§ **Problem to work on**:
Please use the mulberry text below to explain, in one to three sentences, why sterilizing mulberry trees is called "a difficult proposition, if not impossible."

§ **Extracted text**:
┌──

Mulberry is a deciduous, medium to large tree (20-60 feet tall) that is available in fruiting and fruitless varieties. If you currently have a mulberry that fruits, you may be well aware of the mess the fruit can create. Although the fruit is edible, there may be more of it than you can handle with an end result of a driveway that is stained purple and a car that has been bombed by bird, ahem, droppings. With such a nuisance, you may be wondering how to stop a mulberry from fruiting or mulberry fruit tree sterilization.

How to Sterilize Mulberry Trees

Ask any arborist and they will probably tell you that sterilizing mulberry trees is a difficult proposition, if not impossible. Expensive chemicals are required and the potential drift can affect surrounding unprotected trees and bushes. Generally, the results are inconsistent and must be timed perfectly during fruit bloom and in prime temperature conditions for any efficacy.


The best course of action to stop a mulberry from fruiting and preventing the type of mess described above is to plant a male tree or fruitless variety of mulberry. If it’s too late for that and you have a female tree, thinning or pruning the tree to reduce the amount of viable fruit is certainly a thought. You will still get some fruit but between eating some and the reduction of fruit set, you may be able to stay ahead of the untidiness.

Really, the only other method to try for preventing mulberry fruit is to use a chemical application. These chemicals can be applied by you or preferably by a licensed tree company.

└──

§ **Material provided**:
┌──

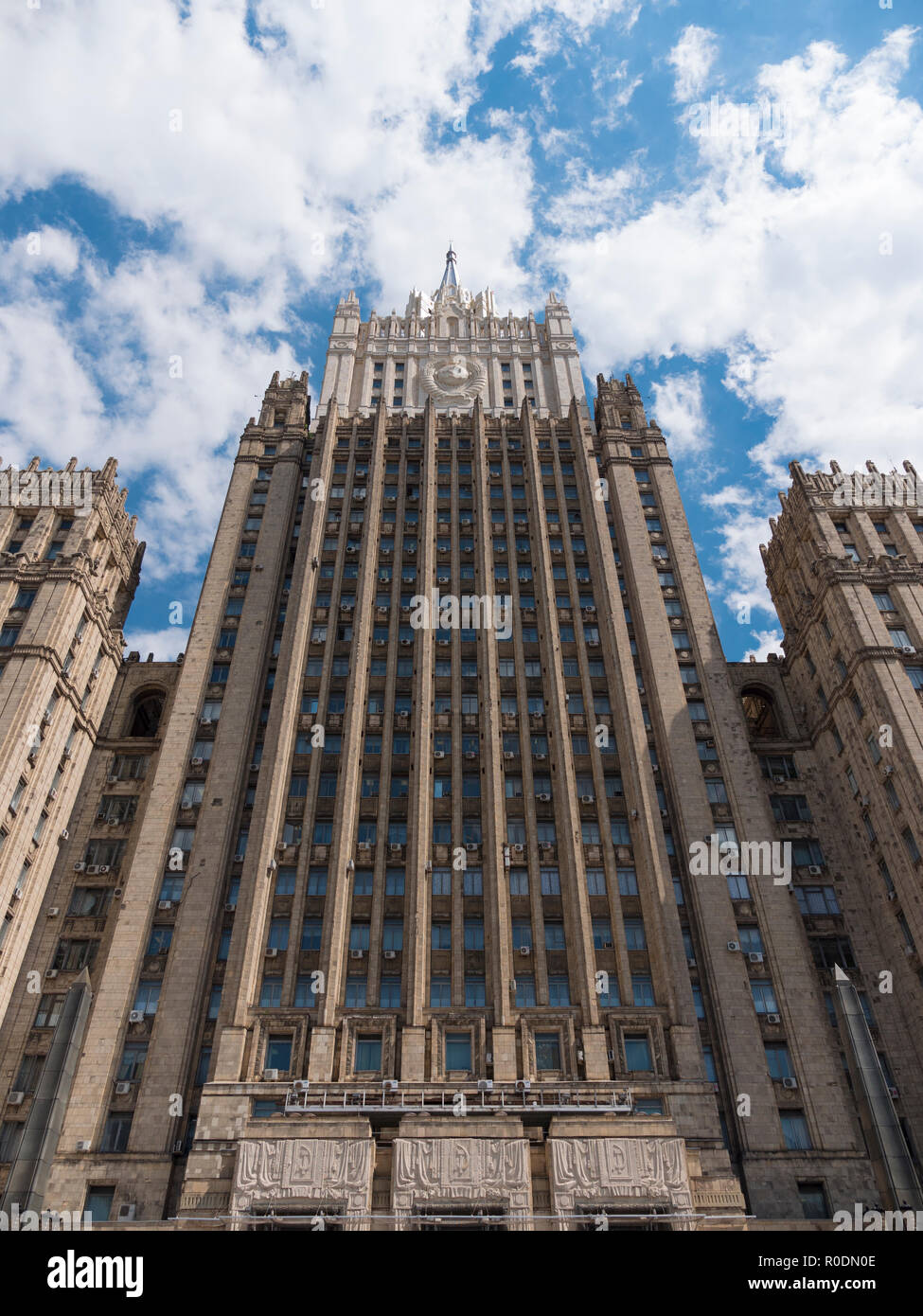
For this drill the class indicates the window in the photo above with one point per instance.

└──

§ **Problem solution**:
It requires expensive chemicals, and their potential drift can affect surrounding unprotected trees and bushes. Results are generally inconsistent, and for any efficacy the treatment must be timed perfectly during fruit bloom and in prime temperature conditions.